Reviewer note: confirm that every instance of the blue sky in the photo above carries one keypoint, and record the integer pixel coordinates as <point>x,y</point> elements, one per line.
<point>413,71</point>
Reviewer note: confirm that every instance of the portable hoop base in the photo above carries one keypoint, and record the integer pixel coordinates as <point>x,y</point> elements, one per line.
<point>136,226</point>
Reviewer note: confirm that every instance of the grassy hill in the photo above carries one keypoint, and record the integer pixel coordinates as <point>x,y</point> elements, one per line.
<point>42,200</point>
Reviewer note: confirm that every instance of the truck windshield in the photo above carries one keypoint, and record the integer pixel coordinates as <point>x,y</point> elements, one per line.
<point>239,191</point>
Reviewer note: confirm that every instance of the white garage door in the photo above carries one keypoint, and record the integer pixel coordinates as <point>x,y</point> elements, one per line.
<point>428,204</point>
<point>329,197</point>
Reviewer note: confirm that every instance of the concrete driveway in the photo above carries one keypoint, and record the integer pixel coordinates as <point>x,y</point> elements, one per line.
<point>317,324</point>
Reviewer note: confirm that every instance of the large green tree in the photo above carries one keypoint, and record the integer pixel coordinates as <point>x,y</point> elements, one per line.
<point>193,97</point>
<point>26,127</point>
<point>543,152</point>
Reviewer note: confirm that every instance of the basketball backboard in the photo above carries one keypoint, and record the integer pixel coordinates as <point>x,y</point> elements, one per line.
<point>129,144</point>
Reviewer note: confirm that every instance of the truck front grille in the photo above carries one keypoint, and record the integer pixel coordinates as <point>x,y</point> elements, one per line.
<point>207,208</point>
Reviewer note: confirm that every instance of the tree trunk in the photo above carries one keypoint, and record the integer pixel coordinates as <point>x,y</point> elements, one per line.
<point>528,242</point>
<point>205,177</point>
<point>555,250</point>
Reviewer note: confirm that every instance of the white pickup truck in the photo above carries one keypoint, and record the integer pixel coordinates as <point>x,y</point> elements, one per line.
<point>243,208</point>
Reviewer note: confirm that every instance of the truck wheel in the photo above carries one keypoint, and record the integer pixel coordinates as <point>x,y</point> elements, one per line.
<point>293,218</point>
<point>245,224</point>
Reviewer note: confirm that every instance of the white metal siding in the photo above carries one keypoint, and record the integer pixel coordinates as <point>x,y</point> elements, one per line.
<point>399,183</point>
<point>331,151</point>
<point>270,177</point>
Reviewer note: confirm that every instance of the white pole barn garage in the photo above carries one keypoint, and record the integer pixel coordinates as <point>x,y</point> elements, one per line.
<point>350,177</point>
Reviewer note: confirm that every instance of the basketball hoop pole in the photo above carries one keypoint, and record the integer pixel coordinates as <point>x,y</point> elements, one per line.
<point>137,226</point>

-=-=-=-=-

* _What you are asked to do_: Reproduce the material verbatim, line by line.

* _Answer area_:
Reviewer note: confirm that every instance of the blue sky in the photo above carries one keypoint, and record the integer pixel coordinates as <point>x,y</point> elements, one per line.
<point>413,71</point>
Reviewer note: confirm that every instance of the portable hoop base in the photo above carries one keypoint, and record the integer pixel coordinates as <point>x,y</point> elements, one per line.
<point>136,226</point>
Reviewer note: confirm that every instance of the grassy hill in the photo above carries one keypoint, and record the integer pixel coordinates as <point>x,y</point> elements, one per line.
<point>42,200</point>
Reviewer note: confirm that every instance of the truck windshield in the photo above carries one keypoint, and record the integer pixel coordinates as <point>x,y</point> elements, one per line.
<point>239,191</point>
Reviewer note: confirm that every instance of the white garage door in the photo above carries one keypoint, and record the integer pixel coordinates as <point>x,y</point> elements, one per line.
<point>428,204</point>
<point>329,197</point>
Reviewer note: confirm that every instance of the concrete driveway in the photo above carries one keypoint, and record the integer pixel coordinates as <point>x,y</point> elements, one per line.
<point>317,324</point>
Reviewer note: confirm that every instance of the large green tree in the photo above carries one keypoint, and record the integer pixel coordinates as <point>x,y</point> elements, one per line.
<point>193,97</point>
<point>26,127</point>
<point>543,152</point>
Reviewer note: confirm that every instance of the basketball backboard in the photo above carries one keypoint, and record the integer pixel coordinates as <point>x,y</point> elements, one per line.
<point>129,144</point>
Reviewer note: confirm that every instance of the truck front grille in the photo above carries one keypoint, and record the integer pixel coordinates as <point>x,y</point> elements, one per line.
<point>207,208</point>
Reviewer note: confirm that every instance of the tree trunk in the photo above carries one keypoint, and record the integer pixel coordinates as <point>x,y</point> elements, one per line.
<point>528,242</point>
<point>205,177</point>
<point>555,250</point>
Reviewer note: confirm that every instance of the white pickup truck in the photo above carries one keypoint, and record the integer pixel coordinates as <point>x,y</point> elements, one per line.
<point>243,208</point>
Reviewer note: confirm that every instance of the truck wheel in the photo above carries one keypoint, and record the integer pixel coordinates as <point>x,y</point> elements, one per line.
<point>293,218</point>
<point>245,224</point>
Reviewer note: confirm that every instance of the white metal siding in the photo above carries one keypoint, and record the integer pixel coordinates as <point>x,y</point> elements, one per line.
<point>399,183</point>
<point>331,151</point>
<point>270,177</point>
Reviewer note: confirm that every instance of the white pole barn garage in the photo above carries one keypoint, and record the integer pixel coordinates as <point>x,y</point> elements, one per line.
<point>350,177</point>
Reviewer note: confirm that every instance of the basketball hoop pole in the photo above carries one keypoint, and record the integer pixel coordinates as <point>x,y</point> elements, one per line.
<point>137,226</point>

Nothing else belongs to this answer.